Top 20 Research Studies of 2017 for Primary Care Physicians

Mark H. Ebell, MD, MS; Roland Grad, MD, MSc,


Am Fam Physician. 2018;97(9):581-588. 

In This Article

Diabetes Mellitus and Thyroid Disease

Three POEMs addressed the management of type 2 diabetes (Table 3).[17–20] In Study 8, a well-designed U.S. randomized trial confirmed what had been previously observed in a number of European studies: routine self-monitoring in patients with type 2 diabetes who are not taking insulin does not improve any clinical outcomes.[17] Patients should have a glucometer and can use it when they are sick or symptomatic from diabetes, but routine use is not needed. Study 9 is a long-term follow-up to the landmark ACCORD (Action to Control Cardiovascular Risk in Diabetes) trial. Like the ACCORD trial, it found that although patients randomized to tighter glycemic control had lower mean A1C levels, they also continued to have a greater risk of cardiovascular events.[18] Study 10 is a systematic review of the accuracy of A1C levels and fasting glucose levels at identifying patients with an abnormal glucose tolerance test. Neither test was sensitive (25% to 49%), although fasting glucose levels were more specific, providing moderately strong evidence for abnormal glucose tolerance when elevated.[19] The final study in this group, Study 11, provides guidance on how to treat patients with subclinical hypothyroidism. This randomized trial of patients 65 years and older with moderately elevated thyroid-stimulating hormone levels but no or minimal symptoms found that if the level is between 4.6 and 10.0 mIU per mL, it often normalizes on repeat testing, and treating this group does not improve symptoms.[20]

--

Decide whether each statement below agrees with the passage on diabetes and thyroid disease. For each, answer yes or no and quote the words from the passage that settle it. (a) Routine self-monitoring improves clinical outcomes in patients with type 2 diabetes who are not taking insulin. (b) Fasting glucose levels were more specific than A1C levels. (c) In Study 11, treating patients whose thyroid-stimulating hormone level was between 4.6 and 10.0 mIU per mL improved their symptoms.

--

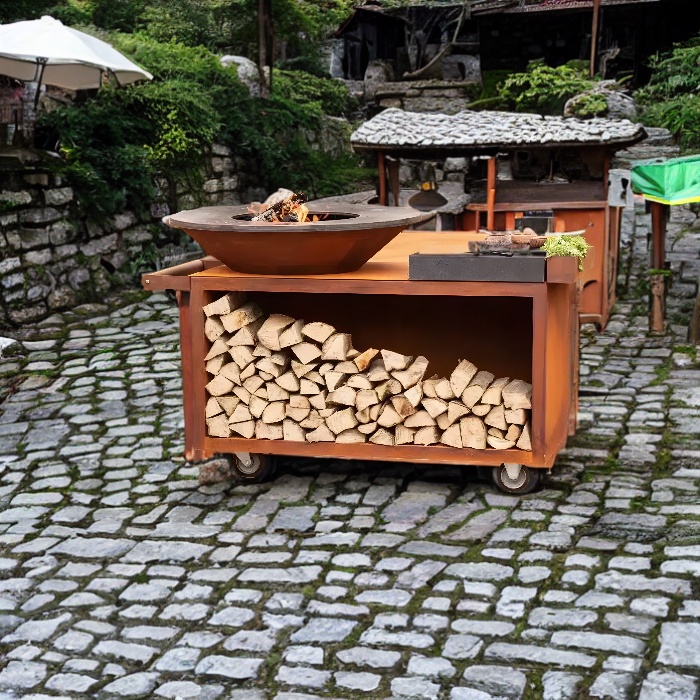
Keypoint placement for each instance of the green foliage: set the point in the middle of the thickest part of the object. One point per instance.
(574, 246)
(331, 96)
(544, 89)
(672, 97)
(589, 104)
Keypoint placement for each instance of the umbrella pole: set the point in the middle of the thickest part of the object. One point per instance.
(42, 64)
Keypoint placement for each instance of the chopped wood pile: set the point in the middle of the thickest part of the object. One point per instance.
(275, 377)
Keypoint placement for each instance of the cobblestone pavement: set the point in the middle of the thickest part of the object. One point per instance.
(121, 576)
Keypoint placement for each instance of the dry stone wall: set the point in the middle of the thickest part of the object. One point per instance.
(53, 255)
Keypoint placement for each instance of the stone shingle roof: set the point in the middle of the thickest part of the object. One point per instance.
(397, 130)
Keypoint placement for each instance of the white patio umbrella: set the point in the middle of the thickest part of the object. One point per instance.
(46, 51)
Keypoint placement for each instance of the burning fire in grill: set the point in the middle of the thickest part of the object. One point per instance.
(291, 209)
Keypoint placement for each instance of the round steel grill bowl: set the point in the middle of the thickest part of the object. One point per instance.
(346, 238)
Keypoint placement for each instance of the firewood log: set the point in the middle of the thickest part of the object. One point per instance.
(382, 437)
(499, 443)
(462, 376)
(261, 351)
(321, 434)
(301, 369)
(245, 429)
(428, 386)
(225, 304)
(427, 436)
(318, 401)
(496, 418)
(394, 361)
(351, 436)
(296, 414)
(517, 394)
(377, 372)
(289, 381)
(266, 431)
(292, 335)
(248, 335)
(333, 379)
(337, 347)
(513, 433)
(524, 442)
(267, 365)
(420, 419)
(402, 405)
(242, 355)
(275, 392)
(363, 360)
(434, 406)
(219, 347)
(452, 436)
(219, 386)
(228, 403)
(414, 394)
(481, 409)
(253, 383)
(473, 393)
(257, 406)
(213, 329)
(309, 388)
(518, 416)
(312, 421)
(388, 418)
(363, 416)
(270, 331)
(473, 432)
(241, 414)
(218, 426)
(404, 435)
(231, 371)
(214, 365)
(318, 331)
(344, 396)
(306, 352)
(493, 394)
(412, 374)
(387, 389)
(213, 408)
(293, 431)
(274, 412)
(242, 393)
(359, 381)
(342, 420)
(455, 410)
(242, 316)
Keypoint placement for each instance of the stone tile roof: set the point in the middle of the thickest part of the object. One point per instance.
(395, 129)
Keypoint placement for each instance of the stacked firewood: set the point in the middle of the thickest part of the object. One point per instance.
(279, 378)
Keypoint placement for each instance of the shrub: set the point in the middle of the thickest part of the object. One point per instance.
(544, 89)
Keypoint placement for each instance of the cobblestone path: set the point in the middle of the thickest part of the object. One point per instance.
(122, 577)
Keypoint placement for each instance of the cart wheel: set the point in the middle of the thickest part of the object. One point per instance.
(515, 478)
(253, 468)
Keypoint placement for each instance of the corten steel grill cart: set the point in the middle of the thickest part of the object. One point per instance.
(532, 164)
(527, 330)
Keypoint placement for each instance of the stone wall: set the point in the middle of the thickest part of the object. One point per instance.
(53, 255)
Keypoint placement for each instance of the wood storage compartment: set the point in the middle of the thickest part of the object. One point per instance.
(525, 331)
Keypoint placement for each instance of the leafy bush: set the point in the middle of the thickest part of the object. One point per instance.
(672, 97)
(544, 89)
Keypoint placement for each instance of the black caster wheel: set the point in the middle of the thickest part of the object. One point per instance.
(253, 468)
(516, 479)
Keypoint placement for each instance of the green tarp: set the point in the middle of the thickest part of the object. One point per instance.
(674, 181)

--

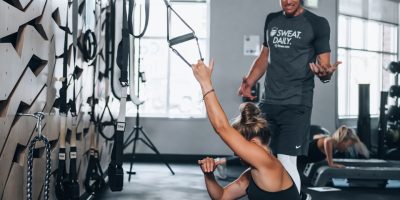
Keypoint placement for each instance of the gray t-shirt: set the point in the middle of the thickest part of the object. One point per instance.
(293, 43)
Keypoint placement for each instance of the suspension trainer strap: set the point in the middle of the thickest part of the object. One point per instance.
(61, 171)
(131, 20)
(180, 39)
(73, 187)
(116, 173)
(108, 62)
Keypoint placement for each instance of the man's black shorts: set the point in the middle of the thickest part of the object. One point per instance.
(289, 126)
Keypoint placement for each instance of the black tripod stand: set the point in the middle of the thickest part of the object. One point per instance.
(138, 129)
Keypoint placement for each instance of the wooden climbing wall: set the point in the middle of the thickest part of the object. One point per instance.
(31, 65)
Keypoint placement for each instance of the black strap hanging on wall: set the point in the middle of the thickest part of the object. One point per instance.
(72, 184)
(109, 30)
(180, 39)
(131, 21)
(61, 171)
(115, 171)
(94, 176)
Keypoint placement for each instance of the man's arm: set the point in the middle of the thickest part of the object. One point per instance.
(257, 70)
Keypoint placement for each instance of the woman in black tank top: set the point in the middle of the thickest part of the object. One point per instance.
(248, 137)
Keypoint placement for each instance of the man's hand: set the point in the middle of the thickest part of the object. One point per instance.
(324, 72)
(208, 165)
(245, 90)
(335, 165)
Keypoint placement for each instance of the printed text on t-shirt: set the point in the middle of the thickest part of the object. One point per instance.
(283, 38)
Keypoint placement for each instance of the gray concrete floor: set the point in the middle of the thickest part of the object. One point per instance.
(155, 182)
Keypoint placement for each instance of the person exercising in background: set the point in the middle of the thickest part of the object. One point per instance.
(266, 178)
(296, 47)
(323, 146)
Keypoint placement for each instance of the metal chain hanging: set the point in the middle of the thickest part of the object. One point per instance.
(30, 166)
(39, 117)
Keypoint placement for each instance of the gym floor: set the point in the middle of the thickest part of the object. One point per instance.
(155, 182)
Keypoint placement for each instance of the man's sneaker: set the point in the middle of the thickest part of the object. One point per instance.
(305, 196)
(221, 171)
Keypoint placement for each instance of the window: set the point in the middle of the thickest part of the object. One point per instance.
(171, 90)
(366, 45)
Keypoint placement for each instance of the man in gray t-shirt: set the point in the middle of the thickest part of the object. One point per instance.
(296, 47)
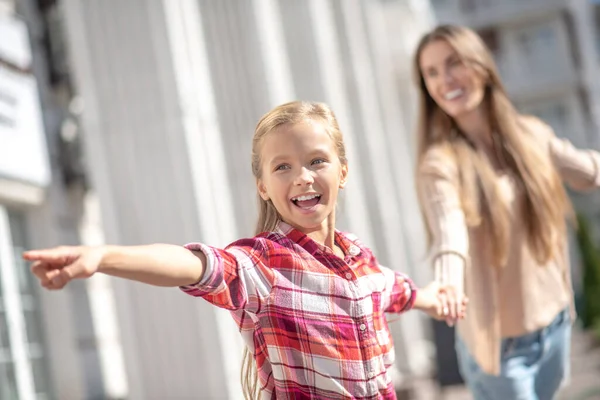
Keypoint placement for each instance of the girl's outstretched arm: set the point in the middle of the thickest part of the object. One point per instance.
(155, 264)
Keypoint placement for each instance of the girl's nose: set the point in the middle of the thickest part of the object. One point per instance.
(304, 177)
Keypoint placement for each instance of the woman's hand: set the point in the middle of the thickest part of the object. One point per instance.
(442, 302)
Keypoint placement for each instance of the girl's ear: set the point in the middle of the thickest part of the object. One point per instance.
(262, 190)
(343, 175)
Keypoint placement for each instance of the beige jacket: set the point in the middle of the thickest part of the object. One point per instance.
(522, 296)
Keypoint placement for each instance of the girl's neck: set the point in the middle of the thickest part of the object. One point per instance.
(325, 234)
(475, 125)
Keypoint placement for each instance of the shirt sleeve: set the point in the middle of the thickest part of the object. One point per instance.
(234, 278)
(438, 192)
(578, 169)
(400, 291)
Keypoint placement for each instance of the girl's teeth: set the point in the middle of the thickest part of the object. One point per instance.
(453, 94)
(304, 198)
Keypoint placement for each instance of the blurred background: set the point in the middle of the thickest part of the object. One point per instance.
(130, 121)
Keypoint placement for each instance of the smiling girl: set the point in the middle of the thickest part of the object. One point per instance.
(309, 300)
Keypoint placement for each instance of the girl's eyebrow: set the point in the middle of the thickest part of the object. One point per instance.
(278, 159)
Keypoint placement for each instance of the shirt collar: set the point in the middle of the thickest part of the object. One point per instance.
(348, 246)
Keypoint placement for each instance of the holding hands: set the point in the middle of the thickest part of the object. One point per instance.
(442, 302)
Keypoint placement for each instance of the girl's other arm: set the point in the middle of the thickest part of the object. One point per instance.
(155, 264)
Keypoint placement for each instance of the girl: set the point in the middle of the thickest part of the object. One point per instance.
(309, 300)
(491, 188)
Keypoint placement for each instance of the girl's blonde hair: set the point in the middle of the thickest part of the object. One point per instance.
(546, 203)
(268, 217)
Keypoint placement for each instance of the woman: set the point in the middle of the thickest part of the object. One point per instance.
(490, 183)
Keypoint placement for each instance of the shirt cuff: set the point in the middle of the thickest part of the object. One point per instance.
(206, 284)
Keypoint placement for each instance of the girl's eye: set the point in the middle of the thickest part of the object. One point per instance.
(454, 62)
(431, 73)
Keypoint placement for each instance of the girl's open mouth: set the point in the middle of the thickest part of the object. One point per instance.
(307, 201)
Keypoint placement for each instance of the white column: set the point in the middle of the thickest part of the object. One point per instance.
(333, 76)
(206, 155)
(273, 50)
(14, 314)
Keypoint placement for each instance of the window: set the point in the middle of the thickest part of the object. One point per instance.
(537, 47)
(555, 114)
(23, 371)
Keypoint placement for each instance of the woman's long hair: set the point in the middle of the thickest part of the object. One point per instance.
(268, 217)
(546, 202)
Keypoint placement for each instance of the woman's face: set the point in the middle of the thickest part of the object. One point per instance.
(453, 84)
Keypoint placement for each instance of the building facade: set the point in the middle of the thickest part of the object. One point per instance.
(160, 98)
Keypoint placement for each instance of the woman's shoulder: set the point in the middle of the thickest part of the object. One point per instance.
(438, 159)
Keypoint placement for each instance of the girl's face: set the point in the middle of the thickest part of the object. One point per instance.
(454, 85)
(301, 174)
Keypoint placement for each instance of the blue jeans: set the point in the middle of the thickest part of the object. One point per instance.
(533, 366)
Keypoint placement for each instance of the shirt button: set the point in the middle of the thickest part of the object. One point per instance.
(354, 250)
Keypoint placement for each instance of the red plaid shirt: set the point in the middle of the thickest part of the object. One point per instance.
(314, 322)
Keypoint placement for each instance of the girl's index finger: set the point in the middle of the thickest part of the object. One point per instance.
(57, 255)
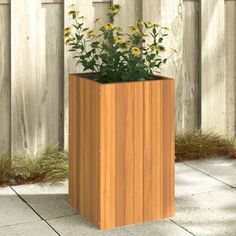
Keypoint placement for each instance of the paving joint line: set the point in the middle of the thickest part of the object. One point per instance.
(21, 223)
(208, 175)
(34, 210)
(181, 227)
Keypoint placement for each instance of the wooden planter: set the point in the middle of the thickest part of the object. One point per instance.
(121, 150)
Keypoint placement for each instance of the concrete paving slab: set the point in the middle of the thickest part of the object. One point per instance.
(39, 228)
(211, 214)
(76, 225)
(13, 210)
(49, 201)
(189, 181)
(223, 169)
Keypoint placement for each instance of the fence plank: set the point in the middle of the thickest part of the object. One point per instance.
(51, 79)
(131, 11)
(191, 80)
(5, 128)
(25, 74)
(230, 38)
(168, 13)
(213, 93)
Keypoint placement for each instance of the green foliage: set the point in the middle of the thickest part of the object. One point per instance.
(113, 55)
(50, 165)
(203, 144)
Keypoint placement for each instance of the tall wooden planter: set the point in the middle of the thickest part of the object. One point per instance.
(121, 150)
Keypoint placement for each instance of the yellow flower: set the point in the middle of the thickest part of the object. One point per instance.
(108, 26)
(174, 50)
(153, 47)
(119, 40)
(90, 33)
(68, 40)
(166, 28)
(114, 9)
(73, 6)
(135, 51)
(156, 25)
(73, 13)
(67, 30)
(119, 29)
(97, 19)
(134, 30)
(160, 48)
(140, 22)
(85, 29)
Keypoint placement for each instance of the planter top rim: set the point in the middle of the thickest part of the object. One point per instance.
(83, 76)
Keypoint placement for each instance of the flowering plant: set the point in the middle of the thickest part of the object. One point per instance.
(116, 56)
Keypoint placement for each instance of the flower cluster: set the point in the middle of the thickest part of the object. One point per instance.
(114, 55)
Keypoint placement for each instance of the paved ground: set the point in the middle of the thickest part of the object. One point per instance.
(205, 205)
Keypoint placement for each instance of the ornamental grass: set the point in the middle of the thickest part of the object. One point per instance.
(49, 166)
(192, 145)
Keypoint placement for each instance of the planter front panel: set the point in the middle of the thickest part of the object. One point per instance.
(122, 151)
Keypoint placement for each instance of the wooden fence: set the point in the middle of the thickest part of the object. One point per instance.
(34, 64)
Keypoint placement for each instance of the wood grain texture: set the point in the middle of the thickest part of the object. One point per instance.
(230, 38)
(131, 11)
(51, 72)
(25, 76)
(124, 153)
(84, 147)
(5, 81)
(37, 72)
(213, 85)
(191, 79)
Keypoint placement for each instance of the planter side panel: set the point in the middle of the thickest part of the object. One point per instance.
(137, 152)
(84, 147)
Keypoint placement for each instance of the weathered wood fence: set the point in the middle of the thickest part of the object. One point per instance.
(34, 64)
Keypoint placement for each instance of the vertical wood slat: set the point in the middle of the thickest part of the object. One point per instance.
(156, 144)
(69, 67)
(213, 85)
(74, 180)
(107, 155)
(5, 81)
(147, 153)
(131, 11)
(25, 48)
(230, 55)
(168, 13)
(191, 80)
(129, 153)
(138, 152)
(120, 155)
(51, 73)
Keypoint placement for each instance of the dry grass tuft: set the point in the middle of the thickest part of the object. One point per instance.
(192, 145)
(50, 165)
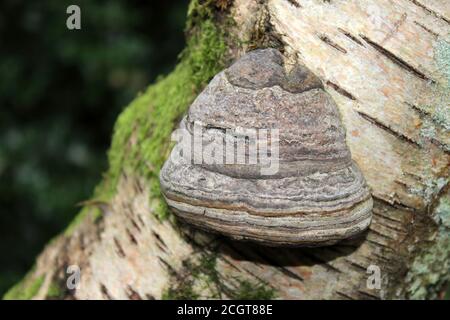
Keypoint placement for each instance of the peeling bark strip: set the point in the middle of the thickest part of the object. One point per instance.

--

Exercise response:
(a) No: "routine self-monitoring in patients with type 2 diabetes who are not taking insulin does not improve any clinical outcomes"
(b) Yes: "fasting glucose levels were more specific"
(c) No: "treating this group does not improve symptoms"